[EXCERPTED PASSAGE — start]

With only 31 confirmed animal cases of COVID-19 in the United States, pets are at a higher risk for neglect and abandonment than disease during this pandemic.
“There is no evidence that animals, including pets, are playing a significant role in the spread of COVID-19,” a report by One Health Federal Interagency COVID-19 Coordination group said.
COVID-19, or SARS-CoV-2, is one of many different types of coronaviruses; the types that often infect dogs and cats do not infect humans. It is more likely that a pet owner would pass COVID-19 to their pets.
“Evidence to date from the few domestic animals that have tested positive for SARS-CoV-2 indicate these infections are typically a result of close contact with people with COVID-19,” according to an article by the American Veterinary Medical Association.
Rosslyn Biggs, Assistant Clinical Professor at OSU, said the pandemic is another reason pet owners need an emergency plan in place if they are ever no longer able to care for their pets.

[EXCERPTED PASSAGE — finish]
[DATA FOR REVIEW — start]

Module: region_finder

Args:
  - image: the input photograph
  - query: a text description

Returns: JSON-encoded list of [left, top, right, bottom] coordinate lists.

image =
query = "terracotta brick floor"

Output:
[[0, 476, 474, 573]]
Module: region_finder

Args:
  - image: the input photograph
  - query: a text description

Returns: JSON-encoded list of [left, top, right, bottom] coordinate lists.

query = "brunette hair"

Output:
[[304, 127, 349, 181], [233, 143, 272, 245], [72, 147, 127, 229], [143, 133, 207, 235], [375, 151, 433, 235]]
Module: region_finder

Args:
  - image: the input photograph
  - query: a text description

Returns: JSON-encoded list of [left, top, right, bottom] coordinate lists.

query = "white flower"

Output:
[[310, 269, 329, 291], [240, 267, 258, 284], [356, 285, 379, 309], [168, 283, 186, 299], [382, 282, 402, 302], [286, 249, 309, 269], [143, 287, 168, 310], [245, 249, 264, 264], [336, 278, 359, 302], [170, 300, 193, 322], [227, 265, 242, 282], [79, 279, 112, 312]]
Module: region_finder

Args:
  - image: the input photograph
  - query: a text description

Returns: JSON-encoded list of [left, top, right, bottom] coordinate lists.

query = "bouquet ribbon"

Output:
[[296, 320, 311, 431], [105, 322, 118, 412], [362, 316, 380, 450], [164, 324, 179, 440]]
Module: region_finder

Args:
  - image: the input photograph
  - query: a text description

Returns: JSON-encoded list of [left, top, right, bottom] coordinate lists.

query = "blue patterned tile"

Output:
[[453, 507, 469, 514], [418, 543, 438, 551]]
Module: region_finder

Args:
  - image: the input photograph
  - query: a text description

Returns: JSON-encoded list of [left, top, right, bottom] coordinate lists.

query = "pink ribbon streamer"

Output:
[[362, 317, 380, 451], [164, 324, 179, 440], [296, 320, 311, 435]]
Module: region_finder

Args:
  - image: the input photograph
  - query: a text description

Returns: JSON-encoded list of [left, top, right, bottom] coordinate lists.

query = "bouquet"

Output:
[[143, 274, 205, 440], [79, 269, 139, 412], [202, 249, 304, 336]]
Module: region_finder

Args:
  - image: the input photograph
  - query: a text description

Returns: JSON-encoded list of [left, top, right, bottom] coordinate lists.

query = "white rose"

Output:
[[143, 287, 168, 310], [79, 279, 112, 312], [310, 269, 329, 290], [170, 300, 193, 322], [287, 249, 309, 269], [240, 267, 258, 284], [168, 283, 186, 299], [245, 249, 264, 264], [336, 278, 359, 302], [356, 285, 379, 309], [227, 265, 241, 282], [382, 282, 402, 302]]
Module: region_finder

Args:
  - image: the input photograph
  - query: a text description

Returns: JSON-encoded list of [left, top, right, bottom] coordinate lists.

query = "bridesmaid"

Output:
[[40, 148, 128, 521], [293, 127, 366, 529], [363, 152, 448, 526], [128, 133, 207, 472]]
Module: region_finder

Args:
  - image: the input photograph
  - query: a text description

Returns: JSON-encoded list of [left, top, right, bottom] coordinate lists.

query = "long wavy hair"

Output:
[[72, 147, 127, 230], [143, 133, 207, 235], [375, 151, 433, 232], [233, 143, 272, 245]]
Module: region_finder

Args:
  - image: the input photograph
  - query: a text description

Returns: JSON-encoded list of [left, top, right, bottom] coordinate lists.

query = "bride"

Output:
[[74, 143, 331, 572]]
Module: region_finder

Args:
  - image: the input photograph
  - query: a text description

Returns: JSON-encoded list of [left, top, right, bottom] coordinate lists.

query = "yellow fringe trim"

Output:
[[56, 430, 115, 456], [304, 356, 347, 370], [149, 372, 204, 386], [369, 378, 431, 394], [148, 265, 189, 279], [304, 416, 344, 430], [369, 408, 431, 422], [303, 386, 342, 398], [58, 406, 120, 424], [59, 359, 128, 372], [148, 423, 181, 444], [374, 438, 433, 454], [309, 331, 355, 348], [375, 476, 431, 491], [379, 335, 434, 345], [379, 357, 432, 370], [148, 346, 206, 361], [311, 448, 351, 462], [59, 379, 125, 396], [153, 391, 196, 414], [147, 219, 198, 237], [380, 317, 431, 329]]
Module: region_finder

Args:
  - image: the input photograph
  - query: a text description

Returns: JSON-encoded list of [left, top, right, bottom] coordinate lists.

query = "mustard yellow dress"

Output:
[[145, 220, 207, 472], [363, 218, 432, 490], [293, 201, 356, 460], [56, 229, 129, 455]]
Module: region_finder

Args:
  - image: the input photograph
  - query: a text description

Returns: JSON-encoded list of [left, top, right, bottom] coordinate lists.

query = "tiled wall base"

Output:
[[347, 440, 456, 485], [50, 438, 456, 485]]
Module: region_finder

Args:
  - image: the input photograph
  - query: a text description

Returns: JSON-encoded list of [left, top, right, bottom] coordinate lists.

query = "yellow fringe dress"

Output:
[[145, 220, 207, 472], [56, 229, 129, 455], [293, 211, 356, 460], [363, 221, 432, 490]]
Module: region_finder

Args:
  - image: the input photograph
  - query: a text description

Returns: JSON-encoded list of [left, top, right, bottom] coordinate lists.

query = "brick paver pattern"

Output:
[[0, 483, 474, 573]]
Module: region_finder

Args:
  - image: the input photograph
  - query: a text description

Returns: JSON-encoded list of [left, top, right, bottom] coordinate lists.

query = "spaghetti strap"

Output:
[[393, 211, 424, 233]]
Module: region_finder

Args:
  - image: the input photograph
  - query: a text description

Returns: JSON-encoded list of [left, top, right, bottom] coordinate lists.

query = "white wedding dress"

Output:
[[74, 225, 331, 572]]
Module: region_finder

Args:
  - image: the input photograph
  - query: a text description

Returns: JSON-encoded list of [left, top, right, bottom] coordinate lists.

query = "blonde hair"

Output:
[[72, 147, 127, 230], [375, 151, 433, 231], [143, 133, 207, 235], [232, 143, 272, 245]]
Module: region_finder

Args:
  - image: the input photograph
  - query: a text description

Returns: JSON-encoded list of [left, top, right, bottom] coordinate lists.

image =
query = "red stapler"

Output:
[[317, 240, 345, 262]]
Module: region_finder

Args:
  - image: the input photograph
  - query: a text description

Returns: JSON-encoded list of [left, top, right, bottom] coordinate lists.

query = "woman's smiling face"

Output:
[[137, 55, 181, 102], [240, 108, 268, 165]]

[DATA FOR REVIEW — finish]

CHECK YOUR UNDERSTANDING:
- 1) Explain, in one to three sentences, why the article on pets and COVID-19 says pets face a greater risk of neglect and abandonment than of disease during the pandemic.
- 2) Pick up the article on pets and COVID-19 after its last sentence and continue it.

WRITTEN ANSWERS:
- 1) The article bases this on the small number of animal cases: only 31 have been confirmed in the United States. A federal interagency report it quotes also says there is no evidence that animals, including pets, are playing a significant role in the spread of COVID-19.

- 2)
“What I think folks need to think about, really at all times, is what happens if I can’t care for my animal,” Biggs said. “Preparedness, really at any time, is important.”
In an article by Biggs, she recommends pet and livestock owners prepare two weeks of food and medications, health records and transportation for their pets.
“Pet owners should have more than one option for pet care in their plan in the event the usual pet sitter or boarding facility is unavailable,” the article reads. “While the primary concern of the COVID-19 pandemic is human health, animal owners should have plans to ensure proper care of their animals in an emergency.”